In this case, i try to connect via vpn.

From a machine with no iptables installed, living on the same IP subnet  i can successfully connect over the port 22222.

So i guess either my issue is related to iptables, or vpn does not transmit my port 22222 requests, right?

Can anybody help me open the port 22222 for output (and input)  on my machine?

Thank You

----------

## eccerr0r

It would the iptables of the router or the VPN server, if they happen to be the same.  If you can't muck with the router then you'll have to find other ways to access the resource.

If company policy doesn't forbid and you have sshd enabled with port forwarding, you can use that to forward ports, like

ssh -L 22222:localhost:22222 bigboss 

then in another window 

telnet localhost 22222

and you'll be using bigboss's port 22222.

::::::::

What to do =
• 1. In the forum thread about opening port 22222, from what kind of machine can the original poster connect successfully over that port?
• 2. Please write the next part of the forum thread about opening port 22222, picking up after its final sentence.

::::::::

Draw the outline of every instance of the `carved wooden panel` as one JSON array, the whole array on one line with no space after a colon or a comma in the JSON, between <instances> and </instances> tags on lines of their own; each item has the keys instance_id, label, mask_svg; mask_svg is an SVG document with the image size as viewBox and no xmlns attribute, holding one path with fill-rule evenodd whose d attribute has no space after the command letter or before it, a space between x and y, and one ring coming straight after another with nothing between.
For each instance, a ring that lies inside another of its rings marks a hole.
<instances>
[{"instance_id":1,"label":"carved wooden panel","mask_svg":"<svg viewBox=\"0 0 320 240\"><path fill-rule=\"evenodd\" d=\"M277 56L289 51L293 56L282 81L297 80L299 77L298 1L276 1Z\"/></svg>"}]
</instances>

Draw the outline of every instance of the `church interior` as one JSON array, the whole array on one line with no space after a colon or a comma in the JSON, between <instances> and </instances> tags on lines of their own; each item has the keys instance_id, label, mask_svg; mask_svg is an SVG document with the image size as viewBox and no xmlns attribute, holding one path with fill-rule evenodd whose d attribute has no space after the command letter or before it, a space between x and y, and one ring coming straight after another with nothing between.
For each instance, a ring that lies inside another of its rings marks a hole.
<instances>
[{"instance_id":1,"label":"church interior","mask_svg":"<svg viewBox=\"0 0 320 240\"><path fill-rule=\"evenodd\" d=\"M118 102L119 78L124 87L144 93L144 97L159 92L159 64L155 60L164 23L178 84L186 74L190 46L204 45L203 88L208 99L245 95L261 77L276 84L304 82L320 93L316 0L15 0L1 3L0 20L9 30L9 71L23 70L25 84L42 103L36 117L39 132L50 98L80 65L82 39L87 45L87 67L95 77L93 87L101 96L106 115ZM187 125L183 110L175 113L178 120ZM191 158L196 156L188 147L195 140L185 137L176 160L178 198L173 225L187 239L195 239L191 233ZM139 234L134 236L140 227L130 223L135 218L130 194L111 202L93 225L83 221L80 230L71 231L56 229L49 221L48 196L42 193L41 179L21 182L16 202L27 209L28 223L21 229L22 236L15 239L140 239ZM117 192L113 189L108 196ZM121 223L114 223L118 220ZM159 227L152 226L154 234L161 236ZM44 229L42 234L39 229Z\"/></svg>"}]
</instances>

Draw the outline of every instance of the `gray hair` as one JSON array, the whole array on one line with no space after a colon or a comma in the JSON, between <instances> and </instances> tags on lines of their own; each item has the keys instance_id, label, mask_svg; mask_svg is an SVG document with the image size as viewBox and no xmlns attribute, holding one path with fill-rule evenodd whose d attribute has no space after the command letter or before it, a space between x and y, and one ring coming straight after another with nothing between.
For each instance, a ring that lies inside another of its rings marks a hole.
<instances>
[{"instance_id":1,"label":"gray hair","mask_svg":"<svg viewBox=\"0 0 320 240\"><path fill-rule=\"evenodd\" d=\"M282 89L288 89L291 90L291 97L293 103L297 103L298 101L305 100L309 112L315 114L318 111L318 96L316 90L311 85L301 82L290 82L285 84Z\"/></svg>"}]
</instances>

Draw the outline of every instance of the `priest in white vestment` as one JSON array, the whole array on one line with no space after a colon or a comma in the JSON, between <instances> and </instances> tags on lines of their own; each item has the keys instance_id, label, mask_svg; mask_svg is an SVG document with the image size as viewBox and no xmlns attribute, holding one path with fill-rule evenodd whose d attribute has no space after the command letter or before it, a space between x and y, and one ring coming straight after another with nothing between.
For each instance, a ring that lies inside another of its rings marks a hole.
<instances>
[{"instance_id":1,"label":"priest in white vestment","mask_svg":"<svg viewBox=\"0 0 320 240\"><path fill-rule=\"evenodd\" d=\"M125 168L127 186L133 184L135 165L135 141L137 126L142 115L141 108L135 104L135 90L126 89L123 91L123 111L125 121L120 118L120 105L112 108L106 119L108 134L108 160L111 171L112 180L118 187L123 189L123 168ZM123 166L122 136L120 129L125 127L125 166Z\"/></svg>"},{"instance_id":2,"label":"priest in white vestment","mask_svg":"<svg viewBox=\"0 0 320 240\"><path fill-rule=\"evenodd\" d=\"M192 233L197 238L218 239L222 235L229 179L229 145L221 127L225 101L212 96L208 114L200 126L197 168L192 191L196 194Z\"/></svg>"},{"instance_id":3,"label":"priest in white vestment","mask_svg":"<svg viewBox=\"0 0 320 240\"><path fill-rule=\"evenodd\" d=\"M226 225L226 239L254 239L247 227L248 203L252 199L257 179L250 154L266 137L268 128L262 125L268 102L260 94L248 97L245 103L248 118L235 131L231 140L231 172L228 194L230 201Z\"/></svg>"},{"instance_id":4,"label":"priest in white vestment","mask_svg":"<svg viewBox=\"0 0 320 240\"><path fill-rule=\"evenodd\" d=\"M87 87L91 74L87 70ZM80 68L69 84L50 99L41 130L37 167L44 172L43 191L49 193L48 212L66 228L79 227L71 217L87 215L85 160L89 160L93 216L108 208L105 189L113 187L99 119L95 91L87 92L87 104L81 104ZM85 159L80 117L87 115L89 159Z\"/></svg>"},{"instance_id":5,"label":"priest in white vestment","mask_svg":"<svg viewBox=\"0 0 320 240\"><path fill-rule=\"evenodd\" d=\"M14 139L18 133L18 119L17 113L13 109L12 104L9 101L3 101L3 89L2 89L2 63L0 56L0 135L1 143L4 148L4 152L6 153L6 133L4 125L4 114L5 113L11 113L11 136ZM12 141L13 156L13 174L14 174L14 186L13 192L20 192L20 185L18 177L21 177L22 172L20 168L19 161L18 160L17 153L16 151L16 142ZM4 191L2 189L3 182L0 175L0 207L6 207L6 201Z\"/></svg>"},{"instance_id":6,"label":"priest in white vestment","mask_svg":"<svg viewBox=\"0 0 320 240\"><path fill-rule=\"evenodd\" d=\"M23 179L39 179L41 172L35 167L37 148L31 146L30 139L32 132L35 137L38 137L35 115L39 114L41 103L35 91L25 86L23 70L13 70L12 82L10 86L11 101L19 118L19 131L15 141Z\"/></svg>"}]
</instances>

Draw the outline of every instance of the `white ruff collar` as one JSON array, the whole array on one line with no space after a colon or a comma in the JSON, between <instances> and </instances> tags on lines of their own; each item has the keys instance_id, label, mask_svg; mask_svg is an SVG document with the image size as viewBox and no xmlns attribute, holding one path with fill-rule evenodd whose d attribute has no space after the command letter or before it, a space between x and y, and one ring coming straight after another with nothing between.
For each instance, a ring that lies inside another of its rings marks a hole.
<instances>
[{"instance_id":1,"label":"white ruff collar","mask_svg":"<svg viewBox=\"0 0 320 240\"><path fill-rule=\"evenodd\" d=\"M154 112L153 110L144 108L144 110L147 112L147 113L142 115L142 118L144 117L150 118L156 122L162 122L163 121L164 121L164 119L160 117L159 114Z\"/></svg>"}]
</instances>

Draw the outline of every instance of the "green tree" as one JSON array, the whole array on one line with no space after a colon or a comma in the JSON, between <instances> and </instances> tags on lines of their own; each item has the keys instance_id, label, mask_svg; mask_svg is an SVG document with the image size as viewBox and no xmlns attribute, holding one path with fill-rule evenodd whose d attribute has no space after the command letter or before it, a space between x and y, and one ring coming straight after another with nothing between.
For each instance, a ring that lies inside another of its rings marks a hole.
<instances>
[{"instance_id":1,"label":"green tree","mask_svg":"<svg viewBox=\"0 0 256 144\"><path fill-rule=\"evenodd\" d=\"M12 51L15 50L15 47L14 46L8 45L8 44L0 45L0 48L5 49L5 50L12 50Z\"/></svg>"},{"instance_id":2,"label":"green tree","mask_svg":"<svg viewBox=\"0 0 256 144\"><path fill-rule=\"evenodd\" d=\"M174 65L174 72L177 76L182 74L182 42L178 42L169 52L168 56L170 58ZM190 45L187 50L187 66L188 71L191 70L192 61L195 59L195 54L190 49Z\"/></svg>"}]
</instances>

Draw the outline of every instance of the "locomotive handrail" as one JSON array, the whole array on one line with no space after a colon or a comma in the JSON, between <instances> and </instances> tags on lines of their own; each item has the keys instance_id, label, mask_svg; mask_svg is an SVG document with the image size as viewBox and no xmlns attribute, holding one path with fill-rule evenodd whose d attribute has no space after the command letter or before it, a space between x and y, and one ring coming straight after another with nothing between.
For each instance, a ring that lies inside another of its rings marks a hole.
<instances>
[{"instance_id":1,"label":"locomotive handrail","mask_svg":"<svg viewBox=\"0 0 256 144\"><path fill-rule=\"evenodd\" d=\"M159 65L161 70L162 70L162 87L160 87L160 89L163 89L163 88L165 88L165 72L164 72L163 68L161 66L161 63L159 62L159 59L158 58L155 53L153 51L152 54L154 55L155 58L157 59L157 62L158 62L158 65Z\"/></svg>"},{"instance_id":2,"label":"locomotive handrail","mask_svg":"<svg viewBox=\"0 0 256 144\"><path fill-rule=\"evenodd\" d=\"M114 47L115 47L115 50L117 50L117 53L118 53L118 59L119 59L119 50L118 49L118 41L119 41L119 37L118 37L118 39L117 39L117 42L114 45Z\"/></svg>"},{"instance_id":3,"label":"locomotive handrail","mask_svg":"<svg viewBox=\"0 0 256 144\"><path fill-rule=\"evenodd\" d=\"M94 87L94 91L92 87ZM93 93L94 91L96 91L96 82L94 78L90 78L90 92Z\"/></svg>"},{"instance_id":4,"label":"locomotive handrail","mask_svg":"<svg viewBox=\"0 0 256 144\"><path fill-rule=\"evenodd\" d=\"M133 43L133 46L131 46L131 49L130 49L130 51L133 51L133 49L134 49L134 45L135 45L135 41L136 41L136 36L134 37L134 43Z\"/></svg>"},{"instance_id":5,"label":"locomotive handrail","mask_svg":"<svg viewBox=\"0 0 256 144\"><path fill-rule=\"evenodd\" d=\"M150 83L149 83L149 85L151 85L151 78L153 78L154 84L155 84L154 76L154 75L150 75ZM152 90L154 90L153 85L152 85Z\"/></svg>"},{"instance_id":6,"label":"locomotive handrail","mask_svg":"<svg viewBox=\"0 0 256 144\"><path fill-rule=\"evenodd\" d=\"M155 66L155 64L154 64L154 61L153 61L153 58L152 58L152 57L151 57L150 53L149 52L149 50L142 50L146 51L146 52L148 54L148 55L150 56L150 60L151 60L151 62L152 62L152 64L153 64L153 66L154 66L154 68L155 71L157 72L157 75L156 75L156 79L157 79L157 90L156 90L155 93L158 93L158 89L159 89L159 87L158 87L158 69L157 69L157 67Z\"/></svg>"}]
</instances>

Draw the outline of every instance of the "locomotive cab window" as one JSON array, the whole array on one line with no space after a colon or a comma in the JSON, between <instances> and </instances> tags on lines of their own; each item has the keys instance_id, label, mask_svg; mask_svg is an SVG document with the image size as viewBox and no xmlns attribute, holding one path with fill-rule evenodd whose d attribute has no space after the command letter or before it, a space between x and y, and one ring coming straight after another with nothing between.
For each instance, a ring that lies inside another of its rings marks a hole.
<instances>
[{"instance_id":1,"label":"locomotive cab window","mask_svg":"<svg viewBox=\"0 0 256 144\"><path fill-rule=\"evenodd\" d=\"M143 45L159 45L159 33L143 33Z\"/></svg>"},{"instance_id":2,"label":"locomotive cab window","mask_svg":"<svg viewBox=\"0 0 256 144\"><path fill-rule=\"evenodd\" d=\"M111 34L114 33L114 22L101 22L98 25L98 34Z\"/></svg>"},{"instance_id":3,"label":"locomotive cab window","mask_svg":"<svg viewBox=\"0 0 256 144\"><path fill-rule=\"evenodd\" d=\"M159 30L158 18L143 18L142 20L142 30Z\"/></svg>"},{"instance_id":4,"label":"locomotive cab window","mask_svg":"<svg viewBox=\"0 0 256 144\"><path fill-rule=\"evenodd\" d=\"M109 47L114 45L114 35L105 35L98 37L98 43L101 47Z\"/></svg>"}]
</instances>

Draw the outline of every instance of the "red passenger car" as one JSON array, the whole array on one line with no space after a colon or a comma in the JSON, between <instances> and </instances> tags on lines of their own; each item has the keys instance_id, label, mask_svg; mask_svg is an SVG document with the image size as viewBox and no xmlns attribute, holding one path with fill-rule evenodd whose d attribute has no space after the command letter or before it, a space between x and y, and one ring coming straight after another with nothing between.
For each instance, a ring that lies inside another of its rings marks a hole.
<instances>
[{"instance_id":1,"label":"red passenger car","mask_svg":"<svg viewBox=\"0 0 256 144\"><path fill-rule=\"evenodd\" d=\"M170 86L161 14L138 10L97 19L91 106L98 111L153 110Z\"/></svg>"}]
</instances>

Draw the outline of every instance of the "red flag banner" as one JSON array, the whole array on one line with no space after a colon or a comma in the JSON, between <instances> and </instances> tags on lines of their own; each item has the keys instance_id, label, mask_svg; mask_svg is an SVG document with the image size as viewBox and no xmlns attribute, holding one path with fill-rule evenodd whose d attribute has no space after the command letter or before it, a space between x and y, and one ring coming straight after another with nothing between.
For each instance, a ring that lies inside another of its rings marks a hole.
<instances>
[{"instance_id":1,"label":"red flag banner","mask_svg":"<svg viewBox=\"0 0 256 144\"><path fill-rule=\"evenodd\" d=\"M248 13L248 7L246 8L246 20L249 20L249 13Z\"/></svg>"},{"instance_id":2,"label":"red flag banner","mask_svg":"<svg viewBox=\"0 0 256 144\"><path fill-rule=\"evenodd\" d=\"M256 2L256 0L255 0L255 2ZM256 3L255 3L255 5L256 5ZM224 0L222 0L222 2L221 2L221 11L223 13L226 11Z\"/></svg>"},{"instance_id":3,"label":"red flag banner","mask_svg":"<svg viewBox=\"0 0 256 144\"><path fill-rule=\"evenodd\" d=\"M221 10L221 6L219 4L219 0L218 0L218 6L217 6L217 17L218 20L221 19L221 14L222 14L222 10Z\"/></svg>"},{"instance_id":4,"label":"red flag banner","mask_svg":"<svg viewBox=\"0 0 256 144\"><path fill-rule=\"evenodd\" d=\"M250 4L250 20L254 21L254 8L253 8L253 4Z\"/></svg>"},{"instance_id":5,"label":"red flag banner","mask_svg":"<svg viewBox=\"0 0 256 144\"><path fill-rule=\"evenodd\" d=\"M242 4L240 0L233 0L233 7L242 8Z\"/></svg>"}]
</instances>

::::::::

Results in order =
• 1. From a machine with no iptables installed, living on the same IP subnet.

• 2.
Not quite the same but may do what you need.

----------

## webbj

 *jody wrote:*   

> Hi
> 
> I need to connect to a server over the port 22222
> 
> When this didn't work, i tried telnet:
> ...

 

Can you check /etc/ssh/sshd_config and see if you have port 22222 there?

----------

## eccerr0r

That is true, if that the company's way of hiding ssh by putting it on port 22222, then obviously you can't use sshd to forward.  You probably are SOL and have to get someone else to muck with the remote router or find some other way to get on the network.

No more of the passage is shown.